Your goal -> Reproduce every line of the material below word for word and in the same order.

Data supplied ->
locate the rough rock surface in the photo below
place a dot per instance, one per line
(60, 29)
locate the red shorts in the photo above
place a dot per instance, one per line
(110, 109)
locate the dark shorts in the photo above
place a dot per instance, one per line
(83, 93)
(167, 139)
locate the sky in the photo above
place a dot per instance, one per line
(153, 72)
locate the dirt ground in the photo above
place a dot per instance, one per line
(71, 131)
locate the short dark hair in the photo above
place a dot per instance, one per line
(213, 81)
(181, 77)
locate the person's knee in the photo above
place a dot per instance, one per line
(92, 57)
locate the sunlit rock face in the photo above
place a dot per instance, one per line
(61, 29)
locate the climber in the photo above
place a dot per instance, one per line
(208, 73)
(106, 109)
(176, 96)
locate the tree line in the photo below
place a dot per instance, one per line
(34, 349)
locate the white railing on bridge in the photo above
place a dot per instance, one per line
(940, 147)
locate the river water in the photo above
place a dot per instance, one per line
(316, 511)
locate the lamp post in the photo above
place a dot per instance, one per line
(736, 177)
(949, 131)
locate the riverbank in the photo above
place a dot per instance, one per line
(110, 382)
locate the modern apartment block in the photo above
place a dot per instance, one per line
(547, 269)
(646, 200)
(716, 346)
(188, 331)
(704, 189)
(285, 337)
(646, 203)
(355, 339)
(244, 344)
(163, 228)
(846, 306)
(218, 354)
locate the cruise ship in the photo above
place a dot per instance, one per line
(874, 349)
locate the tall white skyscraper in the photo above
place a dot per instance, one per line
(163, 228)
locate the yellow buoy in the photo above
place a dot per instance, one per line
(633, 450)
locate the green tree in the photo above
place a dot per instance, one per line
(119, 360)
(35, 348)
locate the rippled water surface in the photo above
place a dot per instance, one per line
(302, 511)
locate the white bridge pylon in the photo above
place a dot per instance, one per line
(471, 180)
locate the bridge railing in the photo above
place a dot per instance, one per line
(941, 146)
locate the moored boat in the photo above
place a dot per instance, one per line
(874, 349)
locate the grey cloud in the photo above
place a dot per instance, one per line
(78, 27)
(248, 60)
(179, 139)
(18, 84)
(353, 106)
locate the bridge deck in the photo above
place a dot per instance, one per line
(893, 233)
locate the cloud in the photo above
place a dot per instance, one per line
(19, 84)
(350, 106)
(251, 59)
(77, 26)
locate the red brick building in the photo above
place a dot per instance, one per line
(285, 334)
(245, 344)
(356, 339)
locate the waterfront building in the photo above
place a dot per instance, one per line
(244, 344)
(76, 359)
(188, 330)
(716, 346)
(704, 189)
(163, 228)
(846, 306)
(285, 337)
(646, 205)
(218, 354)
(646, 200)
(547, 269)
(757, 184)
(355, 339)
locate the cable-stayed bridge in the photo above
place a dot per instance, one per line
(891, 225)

Full solution ->
locate the rough rock surface in the photo below
place a dot per instance, one per line
(60, 29)
locate the red shorts in the photo above
place a dot per instance, one per line
(110, 109)
locate the dark shorts in the photo above
place a dot per instance, one per line
(83, 93)
(167, 139)
locate the sky in the photo above
place a dot per instance, one per line
(153, 72)
locate the dirt ground in the photo above
place a dot per instance, one per line
(71, 131)
locate the short dark hair in the photo above
place a dot per instance, one per line
(213, 81)
(181, 77)
locate the person's knee in the photo above
place a dot per instance, one per line
(92, 57)
locate the sunlit rock face in the photo above
place a dot per instance, one per line
(61, 29)
locate the climber in the photo above
place a dot per instance, one per line
(208, 73)
(106, 109)
(176, 96)
locate the tree line in the photo below
place a dot per instance, one per line
(34, 349)
locate the white railing on bridge in the photo above
place a dot per instance, one per line
(940, 147)
locate the river water in the photo above
place a dot per instance, one per line
(316, 511)
locate the lamp post in the photo above
place a dot per instance, one per line
(736, 177)
(949, 131)
locate the riverbank in the photo above
place a dot per instance, one per line
(110, 382)
locate the modern apartment block in the photo above
place a dot per instance, one per line
(547, 269)
(646, 200)
(716, 346)
(188, 331)
(704, 189)
(285, 337)
(646, 203)
(355, 339)
(244, 344)
(163, 228)
(846, 306)
(218, 354)
locate the cruise ship in the photo above
place a dot per instance, one per line
(874, 349)
locate the tall white skyscraper in the photo above
place a dot per instance, one per line
(163, 228)
locate the yellow buoy in the photo above
place a dot per instance, one per line
(633, 450)
locate the green tree in the photo above
place a dot per instance, one per line
(119, 360)
(35, 348)
locate the rippled water surface in the photo above
place a dot per instance, one per line
(302, 511)
locate the white bridge pylon in the photo above
place a dot per instance, one per line
(471, 180)
locate the bridge railing in the photo above
place a dot per instance, one per line
(941, 146)
locate the moored boat in the photo above
place a dot per instance, one per line
(874, 349)
locate the grey cloud in the photo above
place a dot per instance, one per line
(78, 27)
(248, 60)
(179, 139)
(18, 84)
(353, 106)
locate the bridge deck in the photo above
place a dot per instance, one per line
(893, 233)
locate the cloud in the photo above
place a dot per instance, one per line
(19, 84)
(350, 106)
(251, 59)
(77, 26)
locate the red brick building in the photo above
place a dot per instance, one per line
(285, 334)
(245, 344)
(356, 339)
locate the waterfront building in the photo above
place a dot per instance, one per line
(244, 344)
(76, 359)
(188, 330)
(716, 346)
(704, 189)
(163, 228)
(846, 306)
(285, 337)
(646, 205)
(218, 354)
(646, 200)
(547, 269)
(757, 184)
(355, 339)
locate the cable-stayed bridge in the photo above
place a dot per instance, one per line
(891, 225)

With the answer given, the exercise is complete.